Prompt
Print the records below exactly as they appear. Omit all pictures.

Exercise materials
——————

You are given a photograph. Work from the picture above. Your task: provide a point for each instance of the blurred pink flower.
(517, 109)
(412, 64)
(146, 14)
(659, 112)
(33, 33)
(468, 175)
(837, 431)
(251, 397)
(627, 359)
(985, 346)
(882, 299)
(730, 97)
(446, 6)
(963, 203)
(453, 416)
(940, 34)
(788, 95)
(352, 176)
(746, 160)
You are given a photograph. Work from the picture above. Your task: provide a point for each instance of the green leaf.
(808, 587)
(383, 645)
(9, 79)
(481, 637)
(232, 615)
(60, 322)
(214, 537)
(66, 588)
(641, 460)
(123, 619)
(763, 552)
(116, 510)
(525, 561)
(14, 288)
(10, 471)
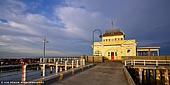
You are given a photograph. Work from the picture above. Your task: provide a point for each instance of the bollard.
(72, 64)
(56, 68)
(65, 65)
(77, 63)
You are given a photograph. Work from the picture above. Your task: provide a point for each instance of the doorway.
(112, 56)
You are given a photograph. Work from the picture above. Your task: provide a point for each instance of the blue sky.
(68, 24)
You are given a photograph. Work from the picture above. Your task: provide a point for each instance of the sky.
(68, 25)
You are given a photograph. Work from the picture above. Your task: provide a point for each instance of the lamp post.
(44, 42)
(93, 40)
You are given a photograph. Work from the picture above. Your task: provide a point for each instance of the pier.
(107, 73)
(89, 70)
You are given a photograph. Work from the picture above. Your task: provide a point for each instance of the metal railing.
(147, 62)
(25, 72)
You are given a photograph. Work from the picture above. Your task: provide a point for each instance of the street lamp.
(93, 40)
(44, 42)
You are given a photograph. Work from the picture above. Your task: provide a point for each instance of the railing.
(147, 62)
(26, 72)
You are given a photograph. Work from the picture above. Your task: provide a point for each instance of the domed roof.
(113, 32)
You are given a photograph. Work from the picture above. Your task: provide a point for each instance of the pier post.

——————

The completed task
You are given a photograph. Work from the picture above. Your task: provide a point for each instance of the blurred pink flower.
(517, 109)
(412, 64)
(146, 14)
(659, 112)
(33, 33)
(468, 175)
(837, 431)
(251, 397)
(627, 359)
(985, 346)
(882, 299)
(730, 97)
(446, 6)
(963, 203)
(453, 416)
(940, 34)
(788, 95)
(352, 176)
(746, 160)
You are given a photograph. Work from the picture above. Your task: provide a point for each instance of the green leaf.
(808, 587)
(383, 645)
(9, 79)
(481, 637)
(232, 615)
(60, 322)
(214, 537)
(66, 588)
(641, 460)
(123, 619)
(763, 552)
(116, 510)
(525, 561)
(14, 288)
(10, 471)
You are given a photograph. Work from the picture above. Your task: provide a point for each instance of the bollard.
(72, 64)
(56, 68)
(65, 65)
(77, 63)
You are given a photograph. Work from the picture above. Your task: provide a point for each instance of the doorway.
(112, 56)
You are given a photograph. Work from the picture above. Your task: provide a point for each instance of the blue sky.
(68, 24)
You are given a photograph. Work from the picture above. Your task: provide a point for each instance of the sky.
(68, 25)
You are given a photograph. Work from the picture above. Your task: provide a point for each instance of the lamp post.
(44, 42)
(93, 40)
You are given a photograph. Work from the picture above. Your task: provide a point for each instance of the pier.
(107, 73)
(89, 70)
You are given a photograph. Work from the picture above. Your task: provide a point for each instance of the metal railing.
(147, 62)
(25, 72)
You are given a photograph. Work from the picture above. Your task: provide a point for each instance of the street lamp.
(93, 40)
(44, 42)
You are given a photograph. Work from the picture above. Your task: provide a point for each instance of the railing.
(147, 62)
(26, 72)
You are given a photograph. Work from the picture above. Your task: provide a point for each instance of the domed roof.
(113, 32)
You are given a photograph. Work from the picture above. Your task: provide a point for each instance of the pier post.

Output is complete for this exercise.